-------- Document excerpt --------

More on topic: Maybe I'm being too simple minded, but once fiscal policy has run it's course can we estimate it's effect and then back it out of GDP? That should give us some idea of what would have happened in the counterfactual, given that monetary policy couldn't have got much looser sans QE - and in any case the evidence from the US and Japan seems to be that QE doesn't do much good.

Anyway, let's not forget how scary things where between fall 2008 and spring 2009. When the rabid grizzly bear is charging I'd rather let him have both barrels and worry about the cost of ammunition later.

JVFM: I'm not sure how Ptolemy financed the resulting deficits though. By borrowing? Or did he have cash in the vaults, so it was a money-financed deficit?

Patrick: "Climate science at least has a solid foundation of physics to build on."
And macro modelling has solid foundations of, err, microeconomics to build on. But if we do build directly on those foundations, we get real business cycle theory. And real business cycle theory says either that fiscal policy won't work, or isn't needed anyway (unless you really rig the model to generate different conclusions).

"Maybe I'm being too simple minded, but once fiscal policy has run it's course can we estimate it's effect and then back it out of GDP?"

--------

§ Problem A
In the comments on fiscal policy, rewrite the paragraph beginning "More on topic: Maybe I'm being too simple minded" as a short list that keeps its main points.
§ Problem B
Answer these questions from the comments on fiscal policy, one line each:
(i) Which period does the commenter call scary?
(ii) According to the reply to Patrick, what does real business cycle theory say about fiscal policy?
(iii) What two ways of financing Ptolemy's deficits does the note to JVFM suggest?
§ Problem C
From the comments on fiscal policy, pull out the passage word for word, from "JVFM: I'm not" up to and including "a money-financed deficit?".

-------- Supplied data --------

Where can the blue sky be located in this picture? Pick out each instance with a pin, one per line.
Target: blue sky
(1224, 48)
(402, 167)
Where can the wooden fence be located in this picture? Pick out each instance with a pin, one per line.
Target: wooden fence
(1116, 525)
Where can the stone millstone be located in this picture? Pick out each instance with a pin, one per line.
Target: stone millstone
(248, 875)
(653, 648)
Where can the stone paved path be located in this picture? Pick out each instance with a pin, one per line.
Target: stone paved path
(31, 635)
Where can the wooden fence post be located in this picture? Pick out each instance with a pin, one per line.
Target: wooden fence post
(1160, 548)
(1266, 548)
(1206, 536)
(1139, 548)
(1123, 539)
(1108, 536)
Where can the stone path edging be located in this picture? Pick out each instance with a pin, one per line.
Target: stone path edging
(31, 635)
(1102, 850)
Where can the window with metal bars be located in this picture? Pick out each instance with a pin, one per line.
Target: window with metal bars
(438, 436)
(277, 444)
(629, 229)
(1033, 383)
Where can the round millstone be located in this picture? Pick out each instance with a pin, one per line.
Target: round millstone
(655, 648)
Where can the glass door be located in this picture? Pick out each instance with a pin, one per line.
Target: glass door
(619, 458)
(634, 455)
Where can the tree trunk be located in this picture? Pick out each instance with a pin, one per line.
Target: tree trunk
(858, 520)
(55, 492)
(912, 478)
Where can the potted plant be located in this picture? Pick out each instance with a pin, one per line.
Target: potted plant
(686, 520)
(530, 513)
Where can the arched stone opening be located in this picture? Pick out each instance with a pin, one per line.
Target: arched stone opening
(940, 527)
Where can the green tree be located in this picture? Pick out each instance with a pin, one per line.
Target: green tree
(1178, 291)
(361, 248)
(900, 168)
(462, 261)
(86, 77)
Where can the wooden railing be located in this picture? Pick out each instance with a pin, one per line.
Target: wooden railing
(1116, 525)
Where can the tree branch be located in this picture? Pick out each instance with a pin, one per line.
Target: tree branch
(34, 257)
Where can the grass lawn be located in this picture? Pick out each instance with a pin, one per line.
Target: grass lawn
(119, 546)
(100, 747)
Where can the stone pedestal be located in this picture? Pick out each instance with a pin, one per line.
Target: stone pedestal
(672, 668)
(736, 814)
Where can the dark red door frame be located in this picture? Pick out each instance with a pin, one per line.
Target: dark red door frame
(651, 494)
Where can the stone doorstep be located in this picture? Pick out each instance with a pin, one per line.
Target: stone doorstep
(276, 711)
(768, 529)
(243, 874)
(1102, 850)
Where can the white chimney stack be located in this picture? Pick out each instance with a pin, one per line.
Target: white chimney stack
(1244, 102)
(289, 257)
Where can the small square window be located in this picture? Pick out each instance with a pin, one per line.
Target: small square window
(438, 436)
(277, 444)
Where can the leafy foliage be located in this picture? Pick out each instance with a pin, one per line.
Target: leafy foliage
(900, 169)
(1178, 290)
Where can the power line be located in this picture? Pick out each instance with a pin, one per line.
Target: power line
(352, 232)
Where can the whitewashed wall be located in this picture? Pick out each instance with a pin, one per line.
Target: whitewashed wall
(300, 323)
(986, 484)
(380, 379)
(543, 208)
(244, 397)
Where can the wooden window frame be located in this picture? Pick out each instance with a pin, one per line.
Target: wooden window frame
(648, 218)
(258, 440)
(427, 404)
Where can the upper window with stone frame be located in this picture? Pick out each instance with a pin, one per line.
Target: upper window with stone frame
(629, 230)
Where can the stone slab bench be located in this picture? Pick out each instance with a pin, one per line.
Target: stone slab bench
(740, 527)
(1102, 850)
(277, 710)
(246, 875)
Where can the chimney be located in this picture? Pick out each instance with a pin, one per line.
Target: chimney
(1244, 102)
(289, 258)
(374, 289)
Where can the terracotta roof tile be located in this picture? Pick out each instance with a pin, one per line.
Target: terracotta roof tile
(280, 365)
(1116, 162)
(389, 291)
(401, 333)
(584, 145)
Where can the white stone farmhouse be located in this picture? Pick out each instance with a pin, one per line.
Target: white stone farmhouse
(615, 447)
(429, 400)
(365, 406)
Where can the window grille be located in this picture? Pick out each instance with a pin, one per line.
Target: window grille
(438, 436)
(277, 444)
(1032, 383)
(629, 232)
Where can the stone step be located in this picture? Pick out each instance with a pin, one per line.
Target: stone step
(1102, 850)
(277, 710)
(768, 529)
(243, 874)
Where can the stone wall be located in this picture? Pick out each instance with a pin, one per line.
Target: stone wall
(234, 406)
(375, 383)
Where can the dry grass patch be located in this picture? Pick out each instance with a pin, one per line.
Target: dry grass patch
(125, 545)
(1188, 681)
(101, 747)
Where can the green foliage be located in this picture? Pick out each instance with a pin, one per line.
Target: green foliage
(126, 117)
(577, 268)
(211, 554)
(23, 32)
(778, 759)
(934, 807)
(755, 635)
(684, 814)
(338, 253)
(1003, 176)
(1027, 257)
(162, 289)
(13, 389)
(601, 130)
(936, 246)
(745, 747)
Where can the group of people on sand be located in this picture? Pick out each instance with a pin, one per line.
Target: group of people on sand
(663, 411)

--------

§ Output A
- Once fiscal policy has run its course, could its effect be estimated and subtracted from GDP?
- Doing so should give some idea of the counterfactual.
- Without QE, monetary policy couldn't have become much looser.
- Evidence from the US and Japan seems to show that QE doesn't do much good.

§ Output B
(i) Fall 2008 to spring 2009.
(ii) Either fiscal policy won't work, or it isn't needed anyway.
(iii) Borrowing, or cash in the vaults, which would make it a money-financed deficit.

§ Output C
JVFM: I'm not sure how Ptolemy financed the resulting deficits though. By borrowing? Or did he have cash in the vaults, so it was a money-financed deficit?